───── Text
When the coronavirus pandemic hit the East End with sudden devastation, local health care workers stepped up to keep us safe. In this weeklong series ahead of the Thanksgiving season, we’re proud to highlight their work and show them our gratitude.
Kelly Moteiro | Director of nursing, San Simeon by the Sound
Growing up in Farmingville, Kelly Moteiro always wanted to be a nurse. And by age 18 she was working in a nursing home. “I went to work in a hospital for a little while, but I missed long-term care — hearing the stories of the lives that they lived and being able to make a difference,” she said at her office at San Simeon by the Sound in Greenport, where she’s been director of nursing for the past four years.
“This is like nothing any of us ever dreamed. We shut down visitation on March 10, before it was mandated. I came out here and stayed in the motel across the street for two and a half months without going home at all. Now I go home on the weekends and maybe a night or two during the week, but I still stay out here across the street. I have a 19-year-old daughter in college and my husband is at home, but they know my job. I felt like I can’t ask my staff to go the extra mile unless I live it with them.
The residents, too, are isolated. We have visiting again, but it’s by appointment and it’s different. And it’s already over six months of living this. That’s just crazy. But we have been blessed and lucky here. It’s hard work — plus definite luck — that we have never in the whole time had any resident with COVID.
We were on the national news. My brother was like, ‘You’re the only good news in this whole situation.’ At the same time, I felt bad: The directors of nursing at these other facilities are some of my closest friends and my heart breaks for what they went through. They had freezer trucks in their parking lot because they couldn’t even store all the bodies. they’ll never be the same.
We’re a nonprofit. So when the governor mandated that nursing homes take COVID patients, I didn’t have ownership telling me, ‘You have to, because they tripled the Medicare rate.’ Some people see an executive order from a governor and think, Oh, I have to do it. But I guess I’m different.
──────────
───── Recorded data
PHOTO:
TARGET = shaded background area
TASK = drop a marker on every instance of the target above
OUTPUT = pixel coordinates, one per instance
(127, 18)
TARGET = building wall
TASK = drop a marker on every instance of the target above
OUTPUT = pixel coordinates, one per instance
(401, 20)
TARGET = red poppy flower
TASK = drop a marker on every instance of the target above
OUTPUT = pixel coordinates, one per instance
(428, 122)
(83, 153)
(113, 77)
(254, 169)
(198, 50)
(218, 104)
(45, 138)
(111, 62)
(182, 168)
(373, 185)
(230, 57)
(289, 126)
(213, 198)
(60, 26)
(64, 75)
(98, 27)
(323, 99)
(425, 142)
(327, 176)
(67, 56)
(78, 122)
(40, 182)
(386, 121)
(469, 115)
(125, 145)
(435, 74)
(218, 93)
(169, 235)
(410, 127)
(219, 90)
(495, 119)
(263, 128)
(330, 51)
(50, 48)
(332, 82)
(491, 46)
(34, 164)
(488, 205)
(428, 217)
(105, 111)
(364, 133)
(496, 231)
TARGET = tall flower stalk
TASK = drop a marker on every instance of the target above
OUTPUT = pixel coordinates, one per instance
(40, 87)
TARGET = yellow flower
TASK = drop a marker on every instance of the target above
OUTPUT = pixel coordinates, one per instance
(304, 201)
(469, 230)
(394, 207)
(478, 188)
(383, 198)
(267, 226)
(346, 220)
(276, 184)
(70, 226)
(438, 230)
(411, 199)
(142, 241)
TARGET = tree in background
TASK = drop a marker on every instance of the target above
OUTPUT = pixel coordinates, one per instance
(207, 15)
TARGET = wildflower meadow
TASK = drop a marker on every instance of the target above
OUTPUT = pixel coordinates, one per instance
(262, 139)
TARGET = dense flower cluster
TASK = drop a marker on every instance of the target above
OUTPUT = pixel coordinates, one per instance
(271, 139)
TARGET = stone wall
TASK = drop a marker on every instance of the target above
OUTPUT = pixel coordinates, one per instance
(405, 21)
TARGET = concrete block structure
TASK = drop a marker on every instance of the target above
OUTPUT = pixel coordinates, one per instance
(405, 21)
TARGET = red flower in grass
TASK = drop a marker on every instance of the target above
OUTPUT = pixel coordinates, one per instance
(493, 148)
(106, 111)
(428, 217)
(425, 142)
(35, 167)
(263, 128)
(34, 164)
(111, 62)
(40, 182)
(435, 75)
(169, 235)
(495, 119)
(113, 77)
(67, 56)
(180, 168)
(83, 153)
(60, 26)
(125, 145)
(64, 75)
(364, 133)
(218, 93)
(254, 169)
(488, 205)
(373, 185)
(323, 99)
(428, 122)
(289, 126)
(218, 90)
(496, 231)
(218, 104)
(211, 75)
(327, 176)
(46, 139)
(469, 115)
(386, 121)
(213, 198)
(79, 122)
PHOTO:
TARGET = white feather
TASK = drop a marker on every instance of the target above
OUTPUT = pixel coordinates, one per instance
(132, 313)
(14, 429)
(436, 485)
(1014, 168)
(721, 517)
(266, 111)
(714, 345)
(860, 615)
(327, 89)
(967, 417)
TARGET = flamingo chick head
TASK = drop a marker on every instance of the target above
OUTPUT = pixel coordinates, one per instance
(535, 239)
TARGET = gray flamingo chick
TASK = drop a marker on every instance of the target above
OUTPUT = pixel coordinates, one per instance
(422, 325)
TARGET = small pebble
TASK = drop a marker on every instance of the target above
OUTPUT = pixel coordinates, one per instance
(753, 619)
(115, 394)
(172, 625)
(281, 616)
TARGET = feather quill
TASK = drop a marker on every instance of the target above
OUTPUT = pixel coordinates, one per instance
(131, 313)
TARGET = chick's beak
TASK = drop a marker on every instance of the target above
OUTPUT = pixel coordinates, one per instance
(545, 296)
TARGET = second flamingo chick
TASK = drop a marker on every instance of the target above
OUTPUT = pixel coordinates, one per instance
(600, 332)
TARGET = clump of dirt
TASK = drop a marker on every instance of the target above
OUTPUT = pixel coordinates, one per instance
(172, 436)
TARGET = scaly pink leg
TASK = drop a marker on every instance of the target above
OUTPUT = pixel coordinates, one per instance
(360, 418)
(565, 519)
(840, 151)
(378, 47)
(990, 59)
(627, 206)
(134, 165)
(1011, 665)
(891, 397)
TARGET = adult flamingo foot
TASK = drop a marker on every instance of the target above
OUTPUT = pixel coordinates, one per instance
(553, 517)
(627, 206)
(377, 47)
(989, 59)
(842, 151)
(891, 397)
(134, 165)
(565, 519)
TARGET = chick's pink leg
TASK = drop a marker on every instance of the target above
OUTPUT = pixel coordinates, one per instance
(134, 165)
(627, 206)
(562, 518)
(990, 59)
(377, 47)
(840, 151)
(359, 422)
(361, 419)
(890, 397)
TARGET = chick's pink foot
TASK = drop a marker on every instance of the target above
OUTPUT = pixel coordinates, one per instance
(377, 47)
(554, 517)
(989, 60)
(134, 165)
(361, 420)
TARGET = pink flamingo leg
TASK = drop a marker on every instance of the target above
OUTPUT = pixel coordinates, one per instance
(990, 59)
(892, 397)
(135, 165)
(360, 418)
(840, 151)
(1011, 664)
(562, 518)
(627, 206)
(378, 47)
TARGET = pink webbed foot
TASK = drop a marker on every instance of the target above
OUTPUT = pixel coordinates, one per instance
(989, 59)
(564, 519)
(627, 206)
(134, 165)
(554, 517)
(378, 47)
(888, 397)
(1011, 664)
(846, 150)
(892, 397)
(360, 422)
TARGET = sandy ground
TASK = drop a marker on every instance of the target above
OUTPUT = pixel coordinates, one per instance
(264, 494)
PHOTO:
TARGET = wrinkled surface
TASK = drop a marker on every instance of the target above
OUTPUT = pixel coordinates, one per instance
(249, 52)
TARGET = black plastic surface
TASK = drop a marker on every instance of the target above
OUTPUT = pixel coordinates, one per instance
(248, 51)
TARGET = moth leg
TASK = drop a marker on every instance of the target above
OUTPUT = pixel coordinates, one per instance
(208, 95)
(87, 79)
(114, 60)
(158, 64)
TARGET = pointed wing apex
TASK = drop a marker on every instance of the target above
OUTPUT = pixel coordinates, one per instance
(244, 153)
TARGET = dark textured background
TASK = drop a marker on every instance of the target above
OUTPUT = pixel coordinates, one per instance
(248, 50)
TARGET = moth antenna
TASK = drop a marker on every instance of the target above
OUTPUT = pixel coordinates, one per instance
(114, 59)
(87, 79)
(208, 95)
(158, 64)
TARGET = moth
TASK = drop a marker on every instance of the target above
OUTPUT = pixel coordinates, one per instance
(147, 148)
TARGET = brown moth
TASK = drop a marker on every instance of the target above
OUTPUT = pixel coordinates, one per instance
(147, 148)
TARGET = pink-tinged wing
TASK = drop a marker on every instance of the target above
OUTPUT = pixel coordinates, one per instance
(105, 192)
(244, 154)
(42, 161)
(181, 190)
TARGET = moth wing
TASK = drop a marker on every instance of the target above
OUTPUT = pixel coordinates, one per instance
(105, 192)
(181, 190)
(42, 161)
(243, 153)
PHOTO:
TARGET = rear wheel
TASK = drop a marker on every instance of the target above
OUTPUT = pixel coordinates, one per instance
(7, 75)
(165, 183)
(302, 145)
──────────
> [Work request 1]:
Answer these questions from the article about Kelly Moteiro, one line each:
(a) In which town did she grow up?
(b) On what date was visitation shut down at San Simeon by the Sound?
(c) For how long did she stay at the motel without going home at all?
> [Work request 2]: Continue the article about Kelly Moteiro from its last sentence, keeping her first-person voice.
This material stands apart from the article about Kelly Moteiro and has no connection to it.

> [Written answer 1]:
(a) Farmingville
(b) March 10
(c) Two and a half months

> [Written answer 2]:
I do believe it was in nursing homes already, brought in by the staff, but that order didn’t help. I had a lot of fights with case managers at the hospitals, but I said, ‘I have nowhere to put these patients and I don’t have the staff to take care of them. So I’m not infecting my healthy facility. Tell the governor to come out here himself to my front door.’ I’m stubborn in that way.
The people here are my family and I refuse to infect this place.
Kelly Moterio
The amount of support we got was insane: messages, cards, food, gifts for the staff. Claudio’s restaurant sent their DJ on Memorial Day, and it was the first time that the residents were really outside and they just loved it. It’s such a tight community and the support was beautiful to see — and it was appreciated by everybody, staff and residents.
I’m truly lucky with such amazing staff that they understand what we’ve accomplished and understand that our efforts are not just for a gold star. It’s because people are alive. Even though I didn’t live the devastation others did, it definitely changed me as a person. I don’t think I’ve ever prayed so much and looked at life just very differently. I think Mother’s Day was when it hit me the most. I was looking around at all the ladies and I thought, they’re here. And so many other places, you can’t say that.”